- **GIVEN PASSAGE**
□ □ □ □ □ □ □

Thoughts on the Simulation

Thoughts on the Simulation

‘Globalists have become utterly reliant on their simulations—where reality diverges from simulation, reality is eliminated.’ —Schwab, Offerings of Flesh and Gold: Beyond the Labyrinth of Simulations

I suppose it is David Icke who has most notably put forward the idea that our entire supposed reality is not what it appears, but is rather a simulation, through and through. While finding the idea intriguing, I have been inclined to reject it out of hand, since it conjures a sci-fi premise of a giant AI computer program of which we are a part. Is it just an updated notion of God, or the Big Bang, which serves as a placeholder for the ultimate mystery of our existence? Does it just replace the old myths with a new one compatible with our computer-programmed brains?

The concept of a simulation makes more sense if we free it from the confines of cybernetics and recognize how it applies in the very nature of our perception, and most tellingly in our language. For what else is perception but a simulation of what is being perceived? And what else is language but a simulation of that which it attempts to convey?

□ □ □ □ □ □ □

- **DATA FOR REVIEW**
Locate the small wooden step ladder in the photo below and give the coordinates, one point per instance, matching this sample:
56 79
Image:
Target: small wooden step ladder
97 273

□ □ □ □ □ □ □

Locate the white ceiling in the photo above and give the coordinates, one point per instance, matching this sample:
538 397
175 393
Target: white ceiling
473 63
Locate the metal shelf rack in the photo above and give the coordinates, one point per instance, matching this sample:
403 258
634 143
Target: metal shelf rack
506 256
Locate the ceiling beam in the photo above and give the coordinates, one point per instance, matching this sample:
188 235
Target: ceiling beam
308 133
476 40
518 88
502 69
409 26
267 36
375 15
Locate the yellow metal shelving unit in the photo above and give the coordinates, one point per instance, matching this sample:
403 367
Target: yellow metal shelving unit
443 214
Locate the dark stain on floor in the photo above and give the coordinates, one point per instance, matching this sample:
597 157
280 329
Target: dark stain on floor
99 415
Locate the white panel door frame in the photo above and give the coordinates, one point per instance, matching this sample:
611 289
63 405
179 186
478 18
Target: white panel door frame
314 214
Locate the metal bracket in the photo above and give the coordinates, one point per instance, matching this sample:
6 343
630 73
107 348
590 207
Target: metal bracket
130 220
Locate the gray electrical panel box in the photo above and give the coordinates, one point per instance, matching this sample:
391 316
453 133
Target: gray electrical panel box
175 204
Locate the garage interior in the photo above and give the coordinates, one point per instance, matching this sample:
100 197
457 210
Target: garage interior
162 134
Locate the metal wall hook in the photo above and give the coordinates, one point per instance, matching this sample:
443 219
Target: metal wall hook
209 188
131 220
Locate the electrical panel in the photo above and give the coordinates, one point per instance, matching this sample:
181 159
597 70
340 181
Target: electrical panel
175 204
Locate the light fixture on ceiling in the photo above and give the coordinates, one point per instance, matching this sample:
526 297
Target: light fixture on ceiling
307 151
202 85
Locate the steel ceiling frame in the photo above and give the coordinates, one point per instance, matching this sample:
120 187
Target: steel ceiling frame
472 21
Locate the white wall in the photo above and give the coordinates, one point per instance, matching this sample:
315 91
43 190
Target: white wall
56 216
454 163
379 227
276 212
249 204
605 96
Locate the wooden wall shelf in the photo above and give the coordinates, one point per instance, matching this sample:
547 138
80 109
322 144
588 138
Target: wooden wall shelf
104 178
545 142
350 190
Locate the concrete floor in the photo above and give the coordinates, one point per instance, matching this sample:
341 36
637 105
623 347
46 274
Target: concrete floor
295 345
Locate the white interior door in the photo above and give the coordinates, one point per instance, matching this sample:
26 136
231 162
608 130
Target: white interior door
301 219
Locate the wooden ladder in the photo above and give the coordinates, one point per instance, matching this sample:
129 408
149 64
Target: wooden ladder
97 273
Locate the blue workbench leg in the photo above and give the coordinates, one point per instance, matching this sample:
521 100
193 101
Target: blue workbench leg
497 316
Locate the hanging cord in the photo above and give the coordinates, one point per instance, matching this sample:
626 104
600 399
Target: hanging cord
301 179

□ □ □ □ □ □ □

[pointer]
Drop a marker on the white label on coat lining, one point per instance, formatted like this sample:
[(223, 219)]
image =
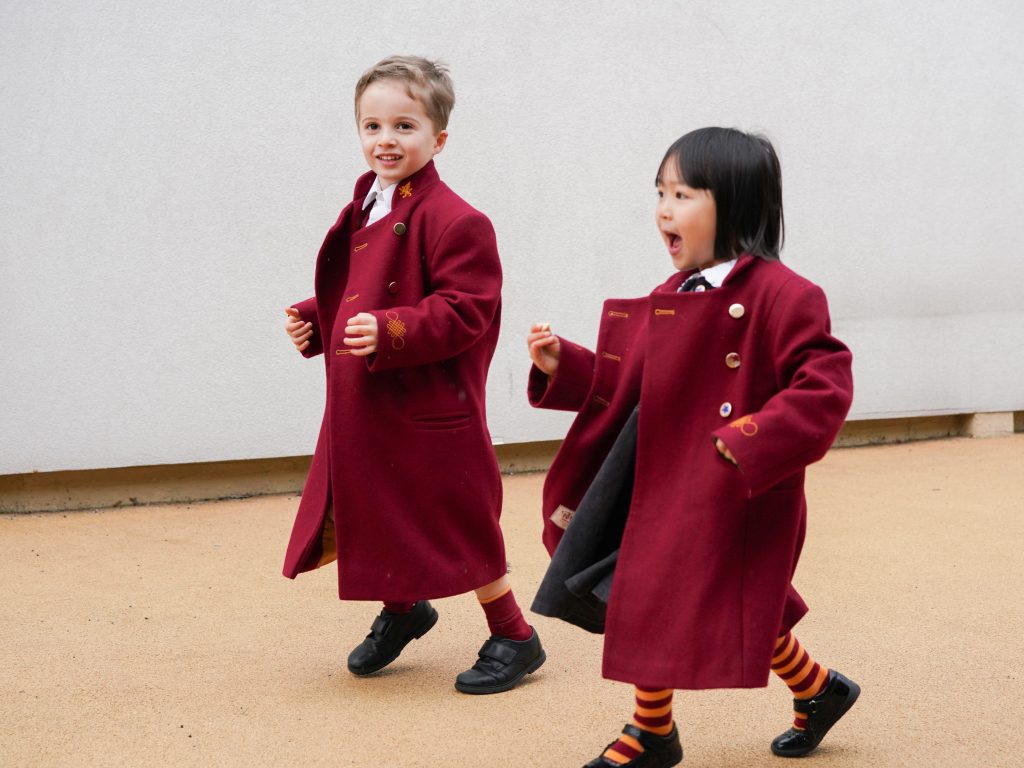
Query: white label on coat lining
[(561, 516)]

□ □ □ □ □ □ □

- **REQUIRED TASKS**
1: Answer these questions from the passage on the simulation:
(a) Who does the writer say has most notably put forward the idea that reality is a simulation?
(b) According to the opening quotation, what happens where reality diverges from simulation?
(c) What does the writer say the idea of a simulation conjures?
2: Please revise the passage on the simulation from "I suppose it" to "our computer-programmed brains?", putting "fascinating" in place of "intriguing".

- **SOLUTIONS BELOW**
1:
(a) David Icke.
(b) Reality is eliminated.
(c) A sci-fi premise of a giant AI computer program of which we are a part.

2:
I suppose it is David Icke who has most notably put forward the idea that our entire supposed reality is not what it appears, but is rather a simulation, through and through. While finding the idea fascinating, I have been inclined to reject it out of hand, since it conjures a sci-fi premise of a giant AI computer program of which we are a part. Is it just an updated notion of God, or the Big Bang, which serves as a placeholder for the ultimate mystery of our existence? Does it just replace the old myths with a new one compatible with our computer-programmed brains?